TO BE DONE:
A – Answer these from the email about timers:
(i) About what price does the lecturer give for timers built with a 555 IC, latches, logic gates and a counter?
(ii) Which device generates the basic clock frequency in the timer developed a year earlier?
(iii) What is the upper cost, excluding labor, given for that earlier timer?
B – From the email about timers, copy out everything from "I was interested" down to "to spend more.".
C – Continue the email about timers after its final sentence.

SOURCE PASSAGE:

--- START ---

I was interested to read your reply. Especially with regard to the
cost of the project. I have made timers based on a 555 IC, a few
latches (flip/flops), logic gates and a counter for a price of around
$20. There is really no limit to the potential number of triggers
(processed with a few logic gates) so I can't see why you'd ever need
to spend more.

David Bastians
Lecturer
School of Community Health: Physiotherapy
Charles Sturt University
Box 789
ALBURY 2640
ph:(02) 6051 6739, fax:(02) 6051 6727
mailto:dbastians@csu.edu.au


> -----Original Message-----
> From: Biomechanics and Movement Science listserver
> [mailto:BIOMCH-L@NIC.SURFNET.NL]On Behalf Of Dong CHEN
> Sent: Monday, 9 October 2000 10:21
> To: BIOMCH-L@NIC.SURFNET.NL
> Subject: Re: timers
>
>
> Dear Jeff,
>
> I developed a timer used to control the signal output one
> year ago. This
> small timer system can be controlled both manually and
> electronically. The
> basic idea of this timer development is to use a Monostable/Astable
> Multivibrator (CD4047) to generate a basic clock frequency;
> and use several
> Decade Counters/Dividers (CD4017) to get the timing accuracy
> you want. All
> manual or electric control, and input or output of the timer
> can be built
> up based on this basic structure of the timer. The cost (not
> include the
> labor) should be within $400USD.

--- END ---

INFORMATION PROVIDED:

--- START ---

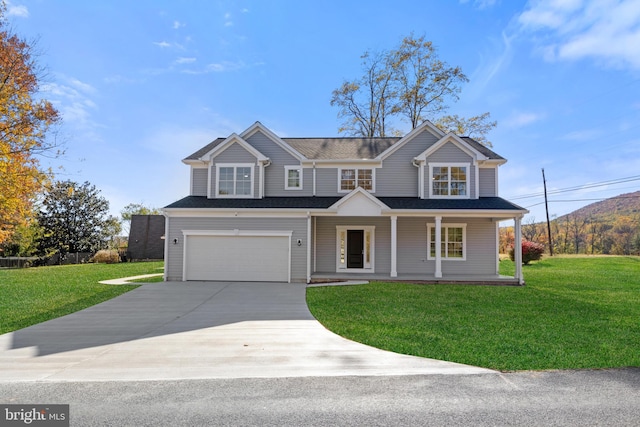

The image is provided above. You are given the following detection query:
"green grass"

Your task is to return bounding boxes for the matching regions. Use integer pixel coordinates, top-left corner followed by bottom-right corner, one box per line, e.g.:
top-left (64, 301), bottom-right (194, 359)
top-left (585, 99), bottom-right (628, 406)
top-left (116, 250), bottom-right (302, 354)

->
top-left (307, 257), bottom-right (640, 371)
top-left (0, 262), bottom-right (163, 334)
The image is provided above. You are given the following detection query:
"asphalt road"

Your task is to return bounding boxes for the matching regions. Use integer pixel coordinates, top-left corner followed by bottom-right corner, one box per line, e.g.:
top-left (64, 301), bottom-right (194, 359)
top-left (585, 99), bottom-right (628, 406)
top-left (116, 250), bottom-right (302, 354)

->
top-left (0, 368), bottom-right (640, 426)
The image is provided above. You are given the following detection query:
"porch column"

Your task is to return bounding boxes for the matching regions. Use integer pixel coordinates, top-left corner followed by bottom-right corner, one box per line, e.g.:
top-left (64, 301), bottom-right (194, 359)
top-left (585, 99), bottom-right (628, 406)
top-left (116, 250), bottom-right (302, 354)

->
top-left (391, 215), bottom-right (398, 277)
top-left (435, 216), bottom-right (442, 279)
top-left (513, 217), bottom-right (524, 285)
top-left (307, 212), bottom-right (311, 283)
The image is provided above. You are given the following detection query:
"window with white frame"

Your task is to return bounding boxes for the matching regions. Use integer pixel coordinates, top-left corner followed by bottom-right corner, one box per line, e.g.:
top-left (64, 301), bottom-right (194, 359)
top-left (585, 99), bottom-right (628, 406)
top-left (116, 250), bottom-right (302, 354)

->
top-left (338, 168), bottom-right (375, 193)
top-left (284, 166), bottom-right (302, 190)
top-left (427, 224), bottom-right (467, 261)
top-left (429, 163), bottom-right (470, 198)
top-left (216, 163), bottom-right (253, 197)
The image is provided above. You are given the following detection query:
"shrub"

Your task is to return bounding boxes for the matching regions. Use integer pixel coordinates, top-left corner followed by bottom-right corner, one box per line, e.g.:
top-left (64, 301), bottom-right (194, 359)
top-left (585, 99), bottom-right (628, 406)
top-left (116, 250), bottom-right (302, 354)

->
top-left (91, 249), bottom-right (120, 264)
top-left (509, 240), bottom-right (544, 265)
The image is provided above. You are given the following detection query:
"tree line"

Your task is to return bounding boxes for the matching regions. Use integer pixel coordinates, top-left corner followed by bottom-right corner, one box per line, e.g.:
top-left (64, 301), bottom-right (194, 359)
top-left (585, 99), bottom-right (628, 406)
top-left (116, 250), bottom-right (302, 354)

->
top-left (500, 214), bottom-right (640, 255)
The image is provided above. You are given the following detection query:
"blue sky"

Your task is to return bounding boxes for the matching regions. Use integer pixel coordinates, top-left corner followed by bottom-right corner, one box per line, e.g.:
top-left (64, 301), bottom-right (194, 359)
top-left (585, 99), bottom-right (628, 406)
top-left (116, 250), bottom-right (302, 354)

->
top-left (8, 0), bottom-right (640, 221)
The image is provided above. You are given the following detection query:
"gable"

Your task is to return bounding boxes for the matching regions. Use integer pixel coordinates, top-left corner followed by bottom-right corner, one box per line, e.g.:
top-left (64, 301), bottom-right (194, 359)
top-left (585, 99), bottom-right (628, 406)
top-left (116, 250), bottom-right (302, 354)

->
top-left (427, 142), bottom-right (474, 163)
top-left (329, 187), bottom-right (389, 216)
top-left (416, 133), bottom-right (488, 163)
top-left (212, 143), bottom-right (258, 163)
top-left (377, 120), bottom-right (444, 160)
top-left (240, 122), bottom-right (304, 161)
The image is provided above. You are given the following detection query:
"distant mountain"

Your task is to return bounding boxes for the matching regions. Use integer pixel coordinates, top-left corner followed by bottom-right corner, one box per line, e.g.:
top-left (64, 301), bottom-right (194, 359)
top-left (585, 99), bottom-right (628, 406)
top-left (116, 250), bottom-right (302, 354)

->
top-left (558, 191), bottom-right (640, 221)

--- END ---

RESULTS OF THE TASKS:
A –
(i) Around $20.
(ii) A Monostable/Astable Multivibrator (CD4047).
(iii) $400 USD.

B –
I was interested to read your reply. Especially with regard to the
cost of the project. I have made timers based on a 555 IC, a few
latches (flip/flops), logic gates and a counter for a price of around
$20. There is really no limit to the potential number of triggers
(processed with a few logic gates) so I can't see why you'd ever need
to spend more.

C –
>
> Also, it might be possible to use some kind of software
> package (LabView)
> combining with other I/O device to realise the function you
> need if you
> have these facilities. But, I have no experience of this approach.
>
> This info is just for your reference. Please don't hesitate
> to contact me
> if I could be of any further help.
>
> Cheers,
>
> Dong
>
>
> At 10:29 6/10/00 -0500, you wrote:
> >Biomech'ers
> >We are looking for simple digital timers/stopwatches that
> >can be controlled electronically or manually. For example, an
> >external electronic circuit with a manual switch or TTL signal
should
> >be able to stop and start the timer. We would also like to
> at some point
> >be able to hook up photoelectonic switches. These timers will
> >be used for reaction time and movement time studies as well as to
> >double check some of our timing data we gather from our kinematic
> >and kinetic instrumentation.
> >
> >The timer needs at least 1 ms precision and readouts. Layfayette
> >Instruments has such devices, but they are expensive (about
$600USD).
> >It seems to me that less expensive devices are available. I am not
> >against building a timer, as long as I can get the parts off
> the shelf
> >(e.g. RadioShack) and have easy instructions.
> >
> >Anyone have any suggestions?
> >--
> >Jeff Ives, Ph.D.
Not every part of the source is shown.